PASSAGE SHOWN:
/---

In [None]:
import pandas as pd
import sqlite3
from datetime import datetime

loc = "./data/"

call_logs = sqlite3.connect(loc + "call_log.db")
call_logs_cursor = call_logs.cursor()

call_log_documents = pd.DataFrame(columns=[["Number", "Owner", "Time", "Duration", "Type", "CountryISO",]])
for i, c in enumerate(call_logs_cursor.execute("SELECT * FROM CALLS").fetchall()):
    call_log_documents.loc[i] = [ c[1], c[12], datetime.fromtimestamp(int(c[5])//1000).strftime("%d-%m-%Y %H:%M:%S"), c[6], "INCOMING" if c[8]==1 else "OUTGOING" if c[8] == 2 else "MISSED" if c[8] == 3 else "REJECTED", c[19] ]
    
call_log_documents

sms = sqlite3.connect(loc + "sms.db")
sms_cursor = sms.cursor()

sms_documents = pd.DataFrame(columns = ["Address", "Body", "Date Sent", "Date Received", "Type", "Seen"])
for i, c in enumerate(sms_cursor.execute("SELECT * FROM SMS").fetchall()):
    sms_documents.loc[i] = [ c[2], c[12], datetime.fromtimestamp(int(c[5])/1000).strftime("%d-%m-%Y, %H:%M:%S") if c[9] == 1 else datetime.fromtimestamp(int(c[4])/1000).strftime("%d-%m-%Y, %H:%M:%S"), datetime.fromtimestamp(int(c[4])/1000).strftime("%d-%m-%Y, %H:%M:%S"), "Received" if c[9] == 1 else "Sent", "True" if c[18] == 1 else "False" ]

sms_documents

In [2]:
from transformers import pipeline
import torch, sqlite3
import asyncio

device = "cuda:0" if torch.cuda.is_available() else "cpu"
batch_size = 12
language = "en"
gemma = "google/gemma-2-2b-it"
nlp = gemma
nlp_model = None
torch_dtype = torch.float16 if torch.cuda.is_available() else torch.float32

def load_NLP():
    global nlp_model
    nlp_model = pipeline("text-generation", model=nlp, model_kwargs={"torch_dtype": torch_dtype}, device=device)
    if nlp_model != None:
        print(f"{nlp} Loaded!")

load_NLP()

Loading checkpoint shards:   0%|          | 0/2 [00:00<?, ?it/s]

Device set to use cpu


google/gemma-2-2b-it Loaded!


In [3]:
def generate_query(query):
    try:
        messages = [
            {
                "role": "user", "content": 
                f"""
                Context: You are a SQL generator.

\---

GIVEN ENTRIES:
/---

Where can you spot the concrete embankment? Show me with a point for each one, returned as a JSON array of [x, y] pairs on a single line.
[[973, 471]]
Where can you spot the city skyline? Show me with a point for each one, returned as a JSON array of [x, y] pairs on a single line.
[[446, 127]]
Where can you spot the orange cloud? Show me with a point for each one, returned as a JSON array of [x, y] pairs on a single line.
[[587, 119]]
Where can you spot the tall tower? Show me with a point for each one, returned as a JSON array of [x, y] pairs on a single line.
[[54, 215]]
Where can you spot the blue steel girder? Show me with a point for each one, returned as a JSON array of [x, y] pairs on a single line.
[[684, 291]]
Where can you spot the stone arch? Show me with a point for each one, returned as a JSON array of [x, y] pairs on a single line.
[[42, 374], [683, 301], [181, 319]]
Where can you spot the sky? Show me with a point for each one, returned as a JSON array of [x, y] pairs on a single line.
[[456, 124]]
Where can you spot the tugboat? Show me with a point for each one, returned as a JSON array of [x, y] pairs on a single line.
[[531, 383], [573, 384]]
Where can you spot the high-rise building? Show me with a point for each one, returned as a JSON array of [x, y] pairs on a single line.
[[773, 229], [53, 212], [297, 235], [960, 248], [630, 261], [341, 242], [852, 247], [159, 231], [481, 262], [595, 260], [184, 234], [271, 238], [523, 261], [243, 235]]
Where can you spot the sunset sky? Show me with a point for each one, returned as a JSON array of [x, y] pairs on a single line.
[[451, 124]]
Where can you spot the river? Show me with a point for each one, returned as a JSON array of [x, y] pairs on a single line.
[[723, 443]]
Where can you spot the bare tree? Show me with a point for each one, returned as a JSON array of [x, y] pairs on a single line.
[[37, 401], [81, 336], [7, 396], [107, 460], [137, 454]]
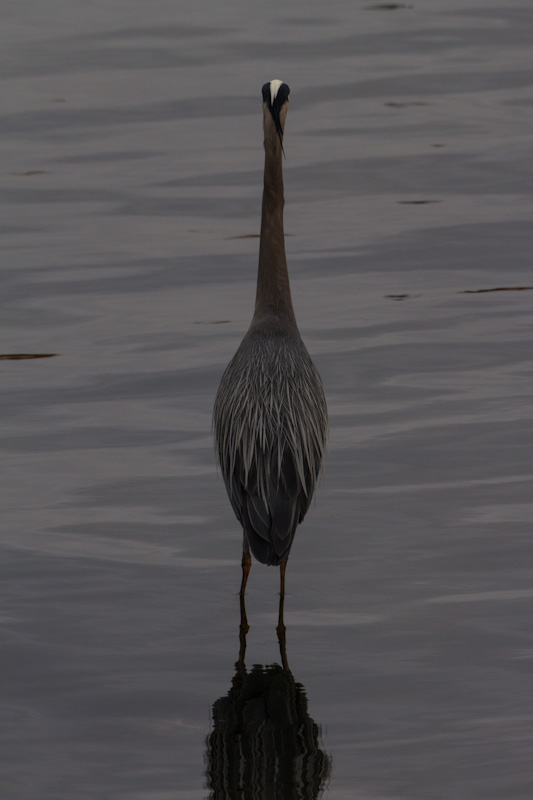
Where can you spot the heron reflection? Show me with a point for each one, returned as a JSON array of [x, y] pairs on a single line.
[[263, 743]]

\---
/---

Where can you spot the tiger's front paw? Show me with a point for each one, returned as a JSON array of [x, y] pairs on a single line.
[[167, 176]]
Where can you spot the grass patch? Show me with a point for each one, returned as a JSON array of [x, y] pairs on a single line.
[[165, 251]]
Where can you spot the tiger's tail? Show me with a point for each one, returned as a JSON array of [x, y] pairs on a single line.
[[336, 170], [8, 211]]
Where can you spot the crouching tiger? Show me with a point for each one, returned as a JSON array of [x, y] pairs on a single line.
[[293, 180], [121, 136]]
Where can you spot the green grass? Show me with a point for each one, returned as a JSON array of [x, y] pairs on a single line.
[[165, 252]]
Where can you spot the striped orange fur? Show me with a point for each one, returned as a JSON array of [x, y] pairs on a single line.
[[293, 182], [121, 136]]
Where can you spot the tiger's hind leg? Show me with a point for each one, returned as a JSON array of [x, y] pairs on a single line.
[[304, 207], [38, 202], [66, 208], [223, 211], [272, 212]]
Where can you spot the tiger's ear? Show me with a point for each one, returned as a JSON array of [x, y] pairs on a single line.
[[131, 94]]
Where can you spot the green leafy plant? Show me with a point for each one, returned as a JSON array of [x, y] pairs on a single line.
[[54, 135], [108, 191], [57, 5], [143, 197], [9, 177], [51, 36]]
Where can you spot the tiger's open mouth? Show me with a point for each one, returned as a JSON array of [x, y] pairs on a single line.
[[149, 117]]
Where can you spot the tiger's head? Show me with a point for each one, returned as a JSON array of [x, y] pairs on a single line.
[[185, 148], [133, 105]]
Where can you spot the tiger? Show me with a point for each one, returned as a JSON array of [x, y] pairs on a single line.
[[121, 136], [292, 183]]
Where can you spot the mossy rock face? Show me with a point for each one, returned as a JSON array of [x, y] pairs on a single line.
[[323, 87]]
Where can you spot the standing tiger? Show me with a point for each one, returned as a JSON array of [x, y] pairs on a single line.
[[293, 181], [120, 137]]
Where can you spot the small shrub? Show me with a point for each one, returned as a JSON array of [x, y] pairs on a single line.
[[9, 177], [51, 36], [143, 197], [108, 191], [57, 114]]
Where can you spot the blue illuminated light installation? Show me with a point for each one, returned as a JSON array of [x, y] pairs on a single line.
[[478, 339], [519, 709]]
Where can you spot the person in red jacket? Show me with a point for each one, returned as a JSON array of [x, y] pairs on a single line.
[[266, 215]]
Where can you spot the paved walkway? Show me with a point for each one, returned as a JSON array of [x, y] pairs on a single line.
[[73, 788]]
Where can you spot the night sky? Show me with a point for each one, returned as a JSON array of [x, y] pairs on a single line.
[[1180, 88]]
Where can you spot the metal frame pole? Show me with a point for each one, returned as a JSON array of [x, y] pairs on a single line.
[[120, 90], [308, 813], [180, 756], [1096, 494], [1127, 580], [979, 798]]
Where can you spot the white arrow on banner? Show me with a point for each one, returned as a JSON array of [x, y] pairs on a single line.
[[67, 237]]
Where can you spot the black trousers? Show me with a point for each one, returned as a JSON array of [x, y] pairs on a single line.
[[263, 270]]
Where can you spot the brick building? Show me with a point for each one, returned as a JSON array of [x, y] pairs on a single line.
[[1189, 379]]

\---
/---

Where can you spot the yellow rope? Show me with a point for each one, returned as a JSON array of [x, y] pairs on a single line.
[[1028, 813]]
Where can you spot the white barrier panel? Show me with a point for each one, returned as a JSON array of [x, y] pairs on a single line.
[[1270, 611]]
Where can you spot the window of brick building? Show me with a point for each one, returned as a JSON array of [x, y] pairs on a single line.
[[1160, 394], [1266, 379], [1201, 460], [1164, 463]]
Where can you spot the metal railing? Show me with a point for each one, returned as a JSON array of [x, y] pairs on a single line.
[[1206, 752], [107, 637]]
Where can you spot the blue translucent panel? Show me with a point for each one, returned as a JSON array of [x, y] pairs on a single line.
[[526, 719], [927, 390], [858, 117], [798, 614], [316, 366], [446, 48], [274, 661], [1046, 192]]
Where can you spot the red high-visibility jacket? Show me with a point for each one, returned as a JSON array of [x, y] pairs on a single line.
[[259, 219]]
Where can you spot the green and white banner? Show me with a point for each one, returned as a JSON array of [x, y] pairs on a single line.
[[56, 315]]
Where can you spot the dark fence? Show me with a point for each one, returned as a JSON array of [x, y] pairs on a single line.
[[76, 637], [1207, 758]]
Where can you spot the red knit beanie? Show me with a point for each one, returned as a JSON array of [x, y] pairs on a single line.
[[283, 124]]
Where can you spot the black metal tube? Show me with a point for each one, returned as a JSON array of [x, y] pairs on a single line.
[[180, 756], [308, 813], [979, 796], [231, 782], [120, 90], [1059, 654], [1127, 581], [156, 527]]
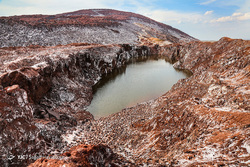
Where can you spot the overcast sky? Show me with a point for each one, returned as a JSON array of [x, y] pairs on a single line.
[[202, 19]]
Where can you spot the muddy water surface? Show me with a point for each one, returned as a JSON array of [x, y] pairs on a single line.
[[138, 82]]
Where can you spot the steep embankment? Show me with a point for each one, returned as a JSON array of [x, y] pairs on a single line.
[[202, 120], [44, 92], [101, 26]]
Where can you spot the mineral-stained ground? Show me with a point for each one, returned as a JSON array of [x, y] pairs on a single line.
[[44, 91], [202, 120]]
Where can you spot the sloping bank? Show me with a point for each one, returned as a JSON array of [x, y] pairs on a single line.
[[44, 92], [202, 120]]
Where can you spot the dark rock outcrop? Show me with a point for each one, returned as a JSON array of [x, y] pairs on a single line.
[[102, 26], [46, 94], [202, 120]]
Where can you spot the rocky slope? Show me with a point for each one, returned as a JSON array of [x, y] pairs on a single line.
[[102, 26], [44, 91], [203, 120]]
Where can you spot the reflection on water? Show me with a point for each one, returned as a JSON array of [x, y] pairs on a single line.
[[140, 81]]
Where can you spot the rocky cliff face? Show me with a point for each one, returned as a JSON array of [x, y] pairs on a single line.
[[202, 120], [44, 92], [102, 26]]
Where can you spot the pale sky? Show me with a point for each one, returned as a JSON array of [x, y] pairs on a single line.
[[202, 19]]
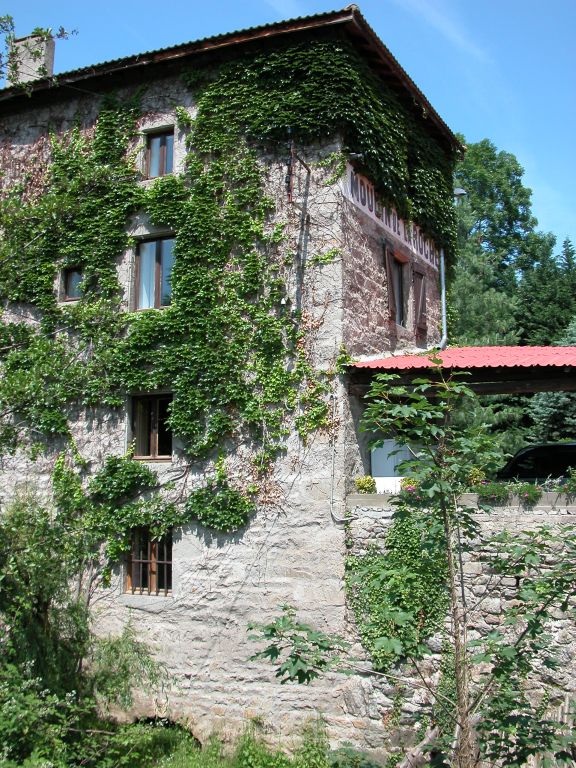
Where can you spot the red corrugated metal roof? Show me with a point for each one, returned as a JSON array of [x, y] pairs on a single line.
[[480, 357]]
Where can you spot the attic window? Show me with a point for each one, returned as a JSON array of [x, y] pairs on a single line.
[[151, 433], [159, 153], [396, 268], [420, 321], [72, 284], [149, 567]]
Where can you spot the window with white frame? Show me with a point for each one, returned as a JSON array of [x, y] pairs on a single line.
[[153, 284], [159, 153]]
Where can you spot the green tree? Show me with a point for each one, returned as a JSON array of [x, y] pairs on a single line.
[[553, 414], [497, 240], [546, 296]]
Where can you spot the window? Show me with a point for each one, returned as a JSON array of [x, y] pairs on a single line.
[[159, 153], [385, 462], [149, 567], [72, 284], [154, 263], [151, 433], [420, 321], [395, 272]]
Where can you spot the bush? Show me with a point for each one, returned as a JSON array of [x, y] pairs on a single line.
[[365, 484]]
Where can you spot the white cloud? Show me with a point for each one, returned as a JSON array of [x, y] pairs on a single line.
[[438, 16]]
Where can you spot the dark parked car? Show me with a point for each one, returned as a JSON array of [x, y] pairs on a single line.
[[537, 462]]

\---

STATED GOAL A: Substitute "build_sql_query" for "generate_query" in the notebook between "google/gemma-2-2b-it Loaded!" and "a SQL generator.", inclusive, and write out that stretch.
STATED GOAL B: Render the records between the lines holding "Where can you spot the orange" and "[[684, 291]]", inclusive, as a numbered list, leaving out blank lines.

CORRECT OUTPUT A:
google/gemma-2-2b-it Loaded!


In [3]:
def build_sql_query(query):
    try:
        messages = [
            {
                "role": "user", "content": 
                f"""
                Context: You are a SQL generator.

CORRECT OUTPUT B:
1. Where can you spot the orange cloud? Show me with a point for each one, returned as a JSON array of [x, y] pairs on a single line.
2. [[587, 119]]
3. Where can you spot the tall tower? Show me with a point for each one, returned as a JSON array of [x, y] pairs on a single line.
4. [[54, 215]]
5. Where can you spot the blue steel girder? Show me with a point for each one, returned as a JSON array of [x, y] pairs on a single line.
6. [[684, 291]]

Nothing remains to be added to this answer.